• [Page extract]

════

Is alcoholism a disease? All the apologists for the ghastly toll of human life, wrecked homes and broken hearts taken by alcohol say it is. This has become the popular apologetic shibboleth of those who defend John Barleycorn. One of the best answers we have seen to this pretentious fallacy comes from the pen of the superintendent of a rescue mission in the United States. He says: If it is. . . .
It is the only disease that is contracted by an act of the will.
It is the only disease that requires a license to propogate it.
It is the only disease that is bottled and sold.
It is the only disease that requires outlets to spread it.
It is the only disease that produces a revenue for the government.
It is the only disease that provokes crime.
It is the only disease that is habit forming.
It is the only disease that is spread by advertising.
It is the only disease without a germ or virus cause, and for which there is no human corrective medicine.
It is the only disease that bars the patient from heaven.

════

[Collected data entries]
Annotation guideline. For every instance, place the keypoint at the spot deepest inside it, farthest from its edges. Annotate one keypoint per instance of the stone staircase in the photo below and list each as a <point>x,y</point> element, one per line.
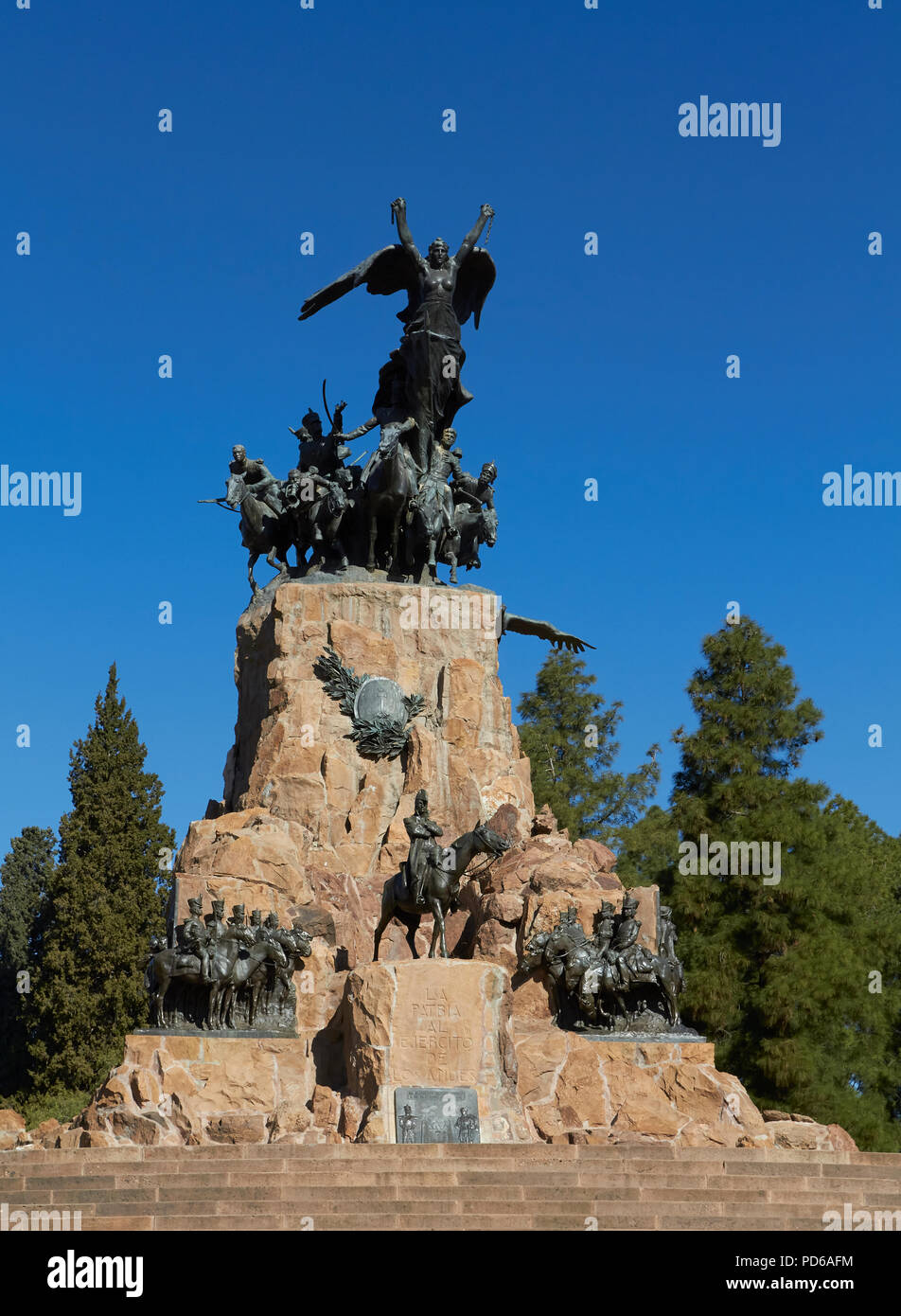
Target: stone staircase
<point>645,1186</point>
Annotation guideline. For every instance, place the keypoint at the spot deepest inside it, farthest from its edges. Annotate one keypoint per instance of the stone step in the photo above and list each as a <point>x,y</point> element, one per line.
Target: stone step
<point>439,1187</point>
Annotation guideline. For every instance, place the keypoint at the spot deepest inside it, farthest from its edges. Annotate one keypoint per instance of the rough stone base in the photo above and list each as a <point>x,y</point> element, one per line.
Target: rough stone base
<point>432,1023</point>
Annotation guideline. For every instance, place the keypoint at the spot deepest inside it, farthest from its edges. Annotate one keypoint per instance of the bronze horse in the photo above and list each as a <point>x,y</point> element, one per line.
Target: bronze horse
<point>441,888</point>
<point>575,966</point>
<point>390,486</point>
<point>226,972</point>
<point>260,529</point>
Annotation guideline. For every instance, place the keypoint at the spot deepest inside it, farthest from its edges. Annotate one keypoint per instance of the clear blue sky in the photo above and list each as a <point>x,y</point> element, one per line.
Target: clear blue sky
<point>610,366</point>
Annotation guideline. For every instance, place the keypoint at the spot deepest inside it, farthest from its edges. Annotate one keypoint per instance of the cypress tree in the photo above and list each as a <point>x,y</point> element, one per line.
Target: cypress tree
<point>103,903</point>
<point>569,733</point>
<point>26,876</point>
<point>779,966</point>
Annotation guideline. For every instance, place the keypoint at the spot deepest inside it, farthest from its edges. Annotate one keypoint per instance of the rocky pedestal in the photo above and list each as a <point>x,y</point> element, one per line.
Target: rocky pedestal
<point>292,756</point>
<point>437,1024</point>
<point>310,829</point>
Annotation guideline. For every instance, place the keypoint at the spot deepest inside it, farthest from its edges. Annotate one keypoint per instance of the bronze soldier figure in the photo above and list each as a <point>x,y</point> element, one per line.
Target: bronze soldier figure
<point>191,937</point>
<point>424,852</point>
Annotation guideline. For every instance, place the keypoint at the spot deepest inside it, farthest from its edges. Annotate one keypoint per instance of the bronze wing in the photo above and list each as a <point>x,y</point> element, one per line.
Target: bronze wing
<point>475,279</point>
<point>385,272</point>
<point>543,630</point>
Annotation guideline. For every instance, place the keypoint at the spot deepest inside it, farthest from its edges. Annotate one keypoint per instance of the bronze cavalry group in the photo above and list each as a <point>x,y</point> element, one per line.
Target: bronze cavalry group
<point>610,982</point>
<point>225,974</point>
<point>398,512</point>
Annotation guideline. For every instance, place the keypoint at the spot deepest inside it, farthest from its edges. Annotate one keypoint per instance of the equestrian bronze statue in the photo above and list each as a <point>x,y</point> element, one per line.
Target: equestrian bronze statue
<point>429,880</point>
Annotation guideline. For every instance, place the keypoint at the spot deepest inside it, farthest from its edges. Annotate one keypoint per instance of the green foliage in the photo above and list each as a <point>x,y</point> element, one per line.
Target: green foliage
<point>26,876</point>
<point>103,903</point>
<point>62,1104</point>
<point>780,975</point>
<point>647,850</point>
<point>569,735</point>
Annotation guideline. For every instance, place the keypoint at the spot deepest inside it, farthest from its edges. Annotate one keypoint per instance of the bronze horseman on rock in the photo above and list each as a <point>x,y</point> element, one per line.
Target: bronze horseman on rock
<point>429,880</point>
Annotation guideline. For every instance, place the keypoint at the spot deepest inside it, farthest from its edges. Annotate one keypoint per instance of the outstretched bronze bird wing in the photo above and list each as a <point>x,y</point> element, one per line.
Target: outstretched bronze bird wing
<point>385,272</point>
<point>543,630</point>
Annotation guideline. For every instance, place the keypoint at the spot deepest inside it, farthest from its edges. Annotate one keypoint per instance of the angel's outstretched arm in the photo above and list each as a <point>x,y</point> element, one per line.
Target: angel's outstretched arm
<point>472,236</point>
<point>398,208</point>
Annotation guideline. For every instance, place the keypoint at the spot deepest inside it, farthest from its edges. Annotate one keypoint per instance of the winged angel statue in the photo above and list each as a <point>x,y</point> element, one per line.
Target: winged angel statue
<point>422,378</point>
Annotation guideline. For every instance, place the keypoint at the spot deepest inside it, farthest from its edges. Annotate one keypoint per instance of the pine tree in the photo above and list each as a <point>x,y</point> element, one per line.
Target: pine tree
<point>103,903</point>
<point>569,735</point>
<point>647,849</point>
<point>779,970</point>
<point>26,876</point>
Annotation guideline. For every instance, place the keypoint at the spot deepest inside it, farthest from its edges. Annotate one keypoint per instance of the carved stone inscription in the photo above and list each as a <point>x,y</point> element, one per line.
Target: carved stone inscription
<point>439,1038</point>
<point>435,1115</point>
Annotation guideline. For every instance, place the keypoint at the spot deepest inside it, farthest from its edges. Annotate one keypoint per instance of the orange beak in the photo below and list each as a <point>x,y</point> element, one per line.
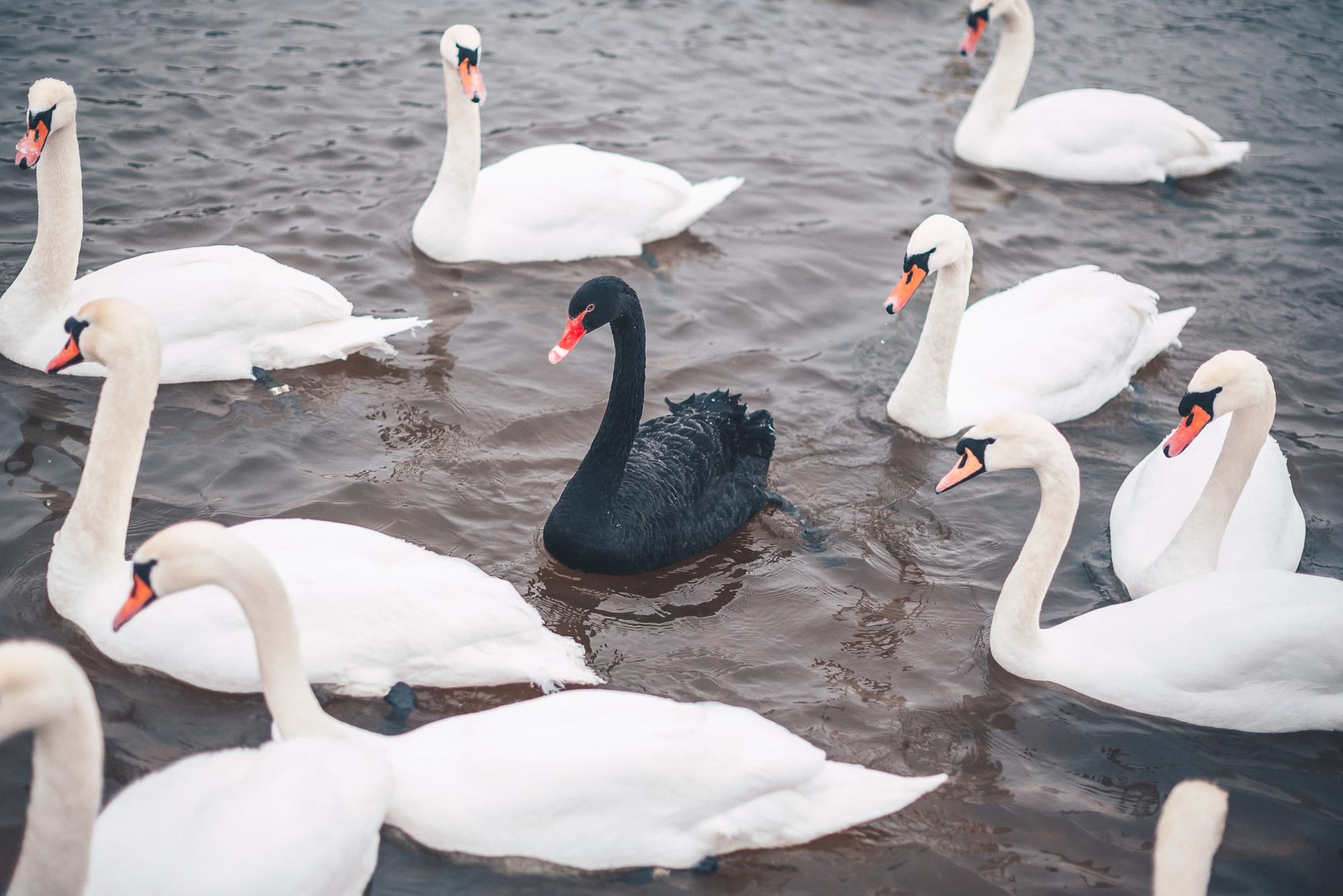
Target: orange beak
<point>472,82</point>
<point>30,148</point>
<point>1185,432</point>
<point>976,27</point>
<point>140,596</point>
<point>573,333</point>
<point>966,467</point>
<point>68,357</point>
<point>907,286</point>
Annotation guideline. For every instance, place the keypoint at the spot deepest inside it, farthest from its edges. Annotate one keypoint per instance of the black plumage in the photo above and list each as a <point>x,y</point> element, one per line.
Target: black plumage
<point>653,494</point>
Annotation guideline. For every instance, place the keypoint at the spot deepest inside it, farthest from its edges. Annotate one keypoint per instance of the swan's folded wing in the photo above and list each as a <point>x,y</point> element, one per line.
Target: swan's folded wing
<point>217,293</point>
<point>299,817</point>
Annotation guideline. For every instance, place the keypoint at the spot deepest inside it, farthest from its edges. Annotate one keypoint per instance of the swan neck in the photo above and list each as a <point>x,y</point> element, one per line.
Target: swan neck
<point>42,287</point>
<point>929,373</point>
<point>260,592</point>
<point>604,467</point>
<point>1015,638</point>
<point>1001,87</point>
<point>1199,542</point>
<point>64,803</point>
<point>455,189</point>
<point>93,540</point>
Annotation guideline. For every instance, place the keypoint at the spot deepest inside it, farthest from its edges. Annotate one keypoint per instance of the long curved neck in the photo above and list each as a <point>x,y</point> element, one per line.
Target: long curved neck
<point>925,381</point>
<point>1001,89</point>
<point>93,540</point>
<point>64,803</point>
<point>455,189</point>
<point>604,467</point>
<point>44,285</point>
<point>1015,636</point>
<point>1199,542</point>
<point>284,678</point>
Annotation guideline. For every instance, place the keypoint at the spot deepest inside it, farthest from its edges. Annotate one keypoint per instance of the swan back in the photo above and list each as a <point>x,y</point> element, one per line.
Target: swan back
<point>1188,835</point>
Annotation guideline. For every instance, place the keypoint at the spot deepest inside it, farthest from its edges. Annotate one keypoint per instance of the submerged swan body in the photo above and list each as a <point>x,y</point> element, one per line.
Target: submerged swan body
<point>221,310</point>
<point>374,609</point>
<point>585,779</point>
<point>1097,136</point>
<point>555,203</point>
<point>1059,345</point>
<point>1223,501</point>
<point>1246,650</point>
<point>292,819</point>
<point>652,494</point>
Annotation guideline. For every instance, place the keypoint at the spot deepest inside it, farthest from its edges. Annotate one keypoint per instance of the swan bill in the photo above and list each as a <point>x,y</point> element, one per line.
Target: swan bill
<point>142,595</point>
<point>29,149</point>
<point>573,333</point>
<point>1197,411</point>
<point>469,68</point>
<point>972,463</point>
<point>976,26</point>
<point>915,275</point>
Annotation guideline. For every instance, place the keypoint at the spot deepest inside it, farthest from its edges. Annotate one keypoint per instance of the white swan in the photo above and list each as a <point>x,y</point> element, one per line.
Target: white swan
<point>1188,836</point>
<point>1060,344</point>
<point>1247,650</point>
<point>585,779</point>
<point>374,609</point>
<point>1223,501</point>
<point>288,819</point>
<point>557,203</point>
<point>221,310</point>
<point>1097,136</point>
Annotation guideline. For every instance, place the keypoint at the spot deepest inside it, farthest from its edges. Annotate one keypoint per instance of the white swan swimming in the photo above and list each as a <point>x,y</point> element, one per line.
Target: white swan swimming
<point>288,819</point>
<point>586,779</point>
<point>221,310</point>
<point>1188,835</point>
<point>1223,501</point>
<point>374,609</point>
<point>1060,344</point>
<point>1097,136</point>
<point>1247,650</point>
<point>555,203</point>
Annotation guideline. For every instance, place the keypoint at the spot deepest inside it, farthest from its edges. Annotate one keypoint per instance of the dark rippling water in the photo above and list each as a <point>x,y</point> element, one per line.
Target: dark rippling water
<point>311,129</point>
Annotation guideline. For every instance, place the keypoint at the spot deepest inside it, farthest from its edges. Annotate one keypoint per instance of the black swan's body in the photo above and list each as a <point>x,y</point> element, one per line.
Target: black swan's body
<point>649,495</point>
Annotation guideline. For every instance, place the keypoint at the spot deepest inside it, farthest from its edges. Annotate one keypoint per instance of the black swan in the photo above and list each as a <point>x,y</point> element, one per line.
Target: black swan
<point>649,495</point>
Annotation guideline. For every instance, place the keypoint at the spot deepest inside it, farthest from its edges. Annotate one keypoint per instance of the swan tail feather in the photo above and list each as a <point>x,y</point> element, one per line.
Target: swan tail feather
<point>1220,154</point>
<point>703,197</point>
<point>1162,334</point>
<point>839,797</point>
<point>330,341</point>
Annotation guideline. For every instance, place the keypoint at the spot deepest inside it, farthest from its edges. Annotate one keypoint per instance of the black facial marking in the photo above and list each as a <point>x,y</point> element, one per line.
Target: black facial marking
<point>1197,400</point>
<point>921,260</point>
<point>142,570</point>
<point>75,326</point>
<point>44,117</point>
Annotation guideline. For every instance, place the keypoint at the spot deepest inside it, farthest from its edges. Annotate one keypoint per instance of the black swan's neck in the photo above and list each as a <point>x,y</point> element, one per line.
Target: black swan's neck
<point>602,468</point>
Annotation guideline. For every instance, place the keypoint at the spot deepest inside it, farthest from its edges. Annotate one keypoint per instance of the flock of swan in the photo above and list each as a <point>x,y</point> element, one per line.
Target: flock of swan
<point>1207,534</point>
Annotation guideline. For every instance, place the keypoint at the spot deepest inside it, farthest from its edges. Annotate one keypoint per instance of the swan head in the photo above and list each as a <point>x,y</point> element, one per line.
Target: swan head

════

• [Tasks for this exercise]
#1 In the passage on alcoholism, who is said to have written one of the best answers to the claim that alcoholism is a disease?
#2 Pick up the passage on alcoholism after its final line and keep writing.

• [Exercise responses]
#1 The superintendent of a rescue mission in the United States.

#2
One thing we know—alcohol misused is an enemy to society. Alcohol has taken its toll among doctors, lawyers, business executives, and even clergymen, as well as the man on skid row. The American people, when fully aroused, have risen to every occasion financially and otherwise to combat a disease that demonstrates itself to be a killer.
What have we done about alcoholism? Nothing! What will we do in the future? Nothing! Why? A campaign against alcoholism as a disease would close down every brewery and distillery in America.
That these words are one hundred per cent true every thinking person knows. Even the law does not view alcoholism as a disease, but a crime. When a person suffering from this "disease" kills another, he is not sent to the hospital but to the penitentiary.
This was taken from the Evangelical Christian, Toronto, Canada, June, 1962.
Ida Clemens, writer for the Commercial Appeal, Memphis, Tennessee, issue of June 13, 1962, wrote this about the dire effects of alcoholism: "Teenagers who are bending the elbow too often run the risk of being unable to straighten them. The fever of the bottle today too often becomes the disease of alcoholism tomorrow. These warnings came from two Memphis neuropsychiatrists concerned about teen-agers who are distorting their views of the world and themselves through the bottoms of liquor glasses."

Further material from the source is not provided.